━━ RECORDS

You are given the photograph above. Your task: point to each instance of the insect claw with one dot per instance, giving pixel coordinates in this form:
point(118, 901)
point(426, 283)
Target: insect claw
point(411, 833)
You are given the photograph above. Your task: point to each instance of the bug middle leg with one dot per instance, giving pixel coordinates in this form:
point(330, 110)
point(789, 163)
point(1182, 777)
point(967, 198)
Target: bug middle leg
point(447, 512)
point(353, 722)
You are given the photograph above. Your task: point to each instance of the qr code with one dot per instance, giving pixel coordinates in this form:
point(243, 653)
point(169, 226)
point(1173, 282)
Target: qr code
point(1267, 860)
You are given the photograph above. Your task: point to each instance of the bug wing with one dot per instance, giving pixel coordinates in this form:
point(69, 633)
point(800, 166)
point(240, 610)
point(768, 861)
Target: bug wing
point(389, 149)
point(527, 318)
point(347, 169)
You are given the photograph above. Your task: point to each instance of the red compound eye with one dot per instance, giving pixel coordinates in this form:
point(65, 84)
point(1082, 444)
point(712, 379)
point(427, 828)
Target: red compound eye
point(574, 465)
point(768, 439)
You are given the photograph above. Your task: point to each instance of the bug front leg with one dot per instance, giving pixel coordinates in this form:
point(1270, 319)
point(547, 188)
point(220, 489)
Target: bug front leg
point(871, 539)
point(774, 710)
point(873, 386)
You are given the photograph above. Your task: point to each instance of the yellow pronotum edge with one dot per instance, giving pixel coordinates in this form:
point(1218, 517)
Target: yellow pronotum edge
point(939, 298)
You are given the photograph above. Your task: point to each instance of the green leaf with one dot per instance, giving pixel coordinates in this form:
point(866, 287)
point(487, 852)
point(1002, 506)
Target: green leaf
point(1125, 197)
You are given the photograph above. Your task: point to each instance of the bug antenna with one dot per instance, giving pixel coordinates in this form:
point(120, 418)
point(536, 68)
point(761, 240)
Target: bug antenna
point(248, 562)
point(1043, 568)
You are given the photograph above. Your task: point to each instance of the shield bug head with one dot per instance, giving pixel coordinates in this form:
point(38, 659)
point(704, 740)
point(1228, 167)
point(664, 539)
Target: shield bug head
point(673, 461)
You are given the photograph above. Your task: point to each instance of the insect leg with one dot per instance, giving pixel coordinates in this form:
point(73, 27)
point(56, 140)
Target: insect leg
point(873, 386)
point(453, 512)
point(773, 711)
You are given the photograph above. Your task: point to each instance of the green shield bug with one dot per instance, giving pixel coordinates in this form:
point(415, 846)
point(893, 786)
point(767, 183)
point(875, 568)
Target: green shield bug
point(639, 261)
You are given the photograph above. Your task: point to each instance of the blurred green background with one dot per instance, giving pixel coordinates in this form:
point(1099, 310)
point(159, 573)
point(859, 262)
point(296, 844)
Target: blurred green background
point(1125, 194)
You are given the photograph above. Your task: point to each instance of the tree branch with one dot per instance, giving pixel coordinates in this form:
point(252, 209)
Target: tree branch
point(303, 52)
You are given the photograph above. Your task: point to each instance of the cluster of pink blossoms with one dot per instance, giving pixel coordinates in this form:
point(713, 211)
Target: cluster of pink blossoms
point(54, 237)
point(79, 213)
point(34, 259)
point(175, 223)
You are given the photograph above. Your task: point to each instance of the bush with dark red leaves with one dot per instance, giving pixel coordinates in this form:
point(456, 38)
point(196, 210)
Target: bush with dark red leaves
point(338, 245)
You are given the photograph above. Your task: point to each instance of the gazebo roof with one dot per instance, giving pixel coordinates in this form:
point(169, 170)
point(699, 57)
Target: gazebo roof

━━━━

- **ABOUT THIS TASK**
Produce the entries above once more, identical in every detail.

- **EXERCISE OUTPUT**
You are given the photograph above. Your task: point to each instance of the insect claw with one dot per instance, giving pixel coordinates in this form:
point(118, 901)
point(426, 283)
Target: insect claw
point(411, 833)
You are given the photograph above. Your task: point to each instance of the bug middle leg with one dot per instance, giving pixel coordinates in this form:
point(330, 110)
point(789, 163)
point(1182, 777)
point(967, 198)
Target: bug middle leg
point(447, 512)
point(353, 722)
You are given the photograph above. Your task: point to each instance of the qr code with one dot per instance, giving pixel coordinates in this form:
point(243, 653)
point(169, 226)
point(1173, 282)
Target: qr code
point(1267, 860)
You are given the photograph above. Your task: point to each instance of the bug wing with one dot per instance, giving pixel coordinates in this form:
point(69, 633)
point(800, 166)
point(240, 610)
point(768, 861)
Target: bug wing
point(389, 149)
point(527, 318)
point(347, 169)
You are given the photograph above. Your task: point to each instance of the red compound eye with one dot per instance, giving pixel coordinates in this form:
point(65, 84)
point(1082, 444)
point(712, 379)
point(427, 828)
Target: red compound eye
point(574, 465)
point(768, 439)
You are given the photograph above. Your task: point to each instance of the bug front leg with one dot per instance, giving pixel coordinates in this form:
point(1270, 319)
point(547, 188)
point(220, 489)
Target: bug front leg
point(871, 539)
point(774, 710)
point(873, 386)
You are given the photograph above. Your task: point to each instance of the yellow pronotum edge with one dot per instance, giving pixel coordinates in this form:
point(1218, 517)
Target: yellow pronotum edge
point(939, 298)
You are given the photograph above. Your task: point to each instance of the green leaf with one dot per instance, giving pixel coordinates in this form:
point(866, 287)
point(487, 852)
point(1002, 506)
Target: green leaf
point(1125, 197)
You are given the photograph above. Your task: point to each instance of the bug antenna with one dot per instance, giving pixel coordinates in this form:
point(120, 418)
point(536, 68)
point(761, 240)
Target: bug antenna
point(248, 562)
point(1043, 568)
You are given the photograph above. Your task: point to each instance of the shield bug head with one dot per instance, giving pixel coordinates in this form:
point(38, 659)
point(704, 740)
point(1228, 167)
point(664, 539)
Target: shield bug head
point(673, 461)
You are given the photograph above. Your task: point to each instance of the insect leg with one dot per instance, giving pixel coordinates in this form:
point(73, 27)
point(56, 140)
Target: insect leg
point(873, 386)
point(453, 512)
point(773, 711)
You are given the photograph above. Your task: point to each instance of the green shield bug with one dot per instance, giving pixel coordinates in this form:
point(415, 846)
point(893, 786)
point(767, 183)
point(875, 568)
Target: green shield bug
point(639, 261)
You are given the photograph above. Your task: point to each instance of the blurred green background with one dot per instance, giving pixel coordinates in this form:
point(1099, 310)
point(159, 573)
point(859, 262)
point(296, 844)
Target: blurred green background
point(1125, 194)
You are given the photograph above. Your task: point to each instance of the tree branch with one dot per instance, giving pixel coordinates in this form:
point(252, 209)
Target: tree branch
point(303, 52)
You are given the photograph above. Your task: point to each instance of the cluster of pink blossoms with one dot per instance, giving pixel coordinates in this form:
point(713, 211)
Target: cluster of pink blossoms
point(54, 237)
point(79, 213)
point(34, 259)
point(175, 223)
You are given the photograph above. Your task: point to each instance of the bush with dark red leaves with one dot per instance, giving pixel coordinates in this form:
point(456, 38)
point(196, 210)
Target: bush with dark red leaves
point(338, 245)
You are given the photograph above. Your task: point to each instance of the gazebo roof with one dot per instance, giving pixel coordinates in this form:
point(169, 170)
point(699, 57)
Target: gazebo roof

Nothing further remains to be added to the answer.